**Trecho**
○ ○ ○ ○ ○ ○ ○

Nada indica que os brasileiros não estejam dispostos a proteger o regime democrático de ataques cada vez mais audaciosos
O País chega ao último ano de mandato do presidente Jair Bolsonaro exaurido após tantos desmandos, tanta incompetência e tantas manifestações de descaso pelas aflições de milhões de brasileiros. No meio dessa travessia acidentada, a eclosão da pandemia de covid-19, que no Brasil matou mais de 620 mil pessoas, lançou luzes ainda mais fortes sobre as flagrantes deficiências administrativas e de caráter do atual mandatário.
A história da República não registra um presidente que tenha rebaixado tanto a instituição que representa. Sob Jair Bolsonaro, o deboche, a mentira, a violência e o linguajar chulo, entre outras descargas de falta de decoro, foram convertidos em instrumentos de governo, vendidos aos incautos e aos convertidos como traços da “simplicidade” ou da “autenticidade” do presidente.

○ ○ ○ ○ ○ ○ ○

**O que fazer**
A - Diga se cada afirmação concorda com o trecho, respondendo sim ou não e citando as palavras do trecho que decidem. (i) A pandemia de covid-19 matou mais de 620 mil pessoas no Brasil. (ii) O País chega ao primeiro ano do mandato de Jair Bolsonaro. (iii) A história da República registra outros presidentes que rebaixaram a instituição tanto quanto Bolsonaro.
B - Segundo o trecho, como o deboche, a mentira, a violência e o linguajar chulo foram vendidos aos incautos e aos convertidos?
As linhas abaixo não têm nenhum papel nesta atividade.

○ ○ ○ ○ ○ ○ ○

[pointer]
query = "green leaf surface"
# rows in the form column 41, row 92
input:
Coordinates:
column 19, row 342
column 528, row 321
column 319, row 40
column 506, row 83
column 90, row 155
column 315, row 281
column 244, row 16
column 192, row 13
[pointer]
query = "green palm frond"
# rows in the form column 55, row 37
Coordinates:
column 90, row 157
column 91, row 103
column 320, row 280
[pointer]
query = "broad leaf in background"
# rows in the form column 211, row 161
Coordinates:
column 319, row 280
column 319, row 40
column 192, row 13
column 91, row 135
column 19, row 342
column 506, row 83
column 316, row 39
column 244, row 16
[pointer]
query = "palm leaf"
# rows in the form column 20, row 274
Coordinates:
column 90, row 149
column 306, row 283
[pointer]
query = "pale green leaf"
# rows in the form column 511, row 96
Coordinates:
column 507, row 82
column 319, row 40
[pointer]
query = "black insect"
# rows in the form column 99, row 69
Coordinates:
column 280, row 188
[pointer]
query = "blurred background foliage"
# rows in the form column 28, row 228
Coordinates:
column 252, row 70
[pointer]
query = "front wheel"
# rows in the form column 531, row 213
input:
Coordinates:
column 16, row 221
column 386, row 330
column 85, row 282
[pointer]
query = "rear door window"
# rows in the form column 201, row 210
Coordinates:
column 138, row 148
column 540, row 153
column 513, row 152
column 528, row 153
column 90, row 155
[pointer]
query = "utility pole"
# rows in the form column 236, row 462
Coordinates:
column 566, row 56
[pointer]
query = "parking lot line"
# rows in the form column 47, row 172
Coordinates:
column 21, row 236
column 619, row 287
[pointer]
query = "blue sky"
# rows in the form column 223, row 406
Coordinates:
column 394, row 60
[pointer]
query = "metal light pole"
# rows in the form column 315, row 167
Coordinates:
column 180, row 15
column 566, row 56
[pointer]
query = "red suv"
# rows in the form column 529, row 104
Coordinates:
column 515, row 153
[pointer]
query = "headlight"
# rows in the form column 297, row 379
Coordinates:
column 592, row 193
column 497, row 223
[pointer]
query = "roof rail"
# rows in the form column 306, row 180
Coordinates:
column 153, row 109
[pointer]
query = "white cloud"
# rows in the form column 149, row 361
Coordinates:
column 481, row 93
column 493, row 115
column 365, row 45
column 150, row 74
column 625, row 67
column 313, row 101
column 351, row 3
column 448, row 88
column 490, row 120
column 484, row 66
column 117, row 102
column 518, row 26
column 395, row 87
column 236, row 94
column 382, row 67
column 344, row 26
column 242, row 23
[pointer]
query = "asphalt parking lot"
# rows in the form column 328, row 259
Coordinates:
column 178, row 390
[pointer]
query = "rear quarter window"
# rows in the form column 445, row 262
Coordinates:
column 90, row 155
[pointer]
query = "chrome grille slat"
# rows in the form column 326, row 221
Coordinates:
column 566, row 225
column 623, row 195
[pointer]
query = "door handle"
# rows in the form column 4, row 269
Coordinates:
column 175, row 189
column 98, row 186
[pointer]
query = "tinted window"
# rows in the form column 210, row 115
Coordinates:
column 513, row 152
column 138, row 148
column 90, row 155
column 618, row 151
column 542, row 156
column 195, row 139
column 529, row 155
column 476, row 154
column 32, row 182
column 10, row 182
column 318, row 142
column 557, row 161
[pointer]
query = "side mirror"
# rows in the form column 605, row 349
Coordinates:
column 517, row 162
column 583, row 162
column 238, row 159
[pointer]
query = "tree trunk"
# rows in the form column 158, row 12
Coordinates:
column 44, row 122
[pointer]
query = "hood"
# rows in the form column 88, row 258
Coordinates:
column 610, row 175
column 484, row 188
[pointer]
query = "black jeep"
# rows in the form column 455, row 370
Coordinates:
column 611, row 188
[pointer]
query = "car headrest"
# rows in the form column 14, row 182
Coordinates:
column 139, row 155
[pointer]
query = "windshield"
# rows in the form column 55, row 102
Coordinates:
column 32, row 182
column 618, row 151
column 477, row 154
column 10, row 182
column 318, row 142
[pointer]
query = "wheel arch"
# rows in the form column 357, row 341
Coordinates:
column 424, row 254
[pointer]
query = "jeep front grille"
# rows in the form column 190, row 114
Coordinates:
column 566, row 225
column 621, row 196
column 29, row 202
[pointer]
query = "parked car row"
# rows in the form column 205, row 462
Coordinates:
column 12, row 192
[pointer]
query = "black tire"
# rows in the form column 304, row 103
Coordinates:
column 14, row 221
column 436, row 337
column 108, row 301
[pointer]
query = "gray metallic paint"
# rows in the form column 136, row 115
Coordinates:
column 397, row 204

○ ○ ○ ○ ○ ○ ○

**Respostas por item**
A -
(i) Sim: "no Brasil matou mais de 620 mil pessoas"
(ii) Não: "O País chega ao último ano de mandato do presidente Jair Bolsonaro"
(iii) Não: "A história da República não registra um presidente que tenha rebaixado tanto a instituição que representa"

B - Como traços da "simplicidade" ou da "autenticidade" do presidente.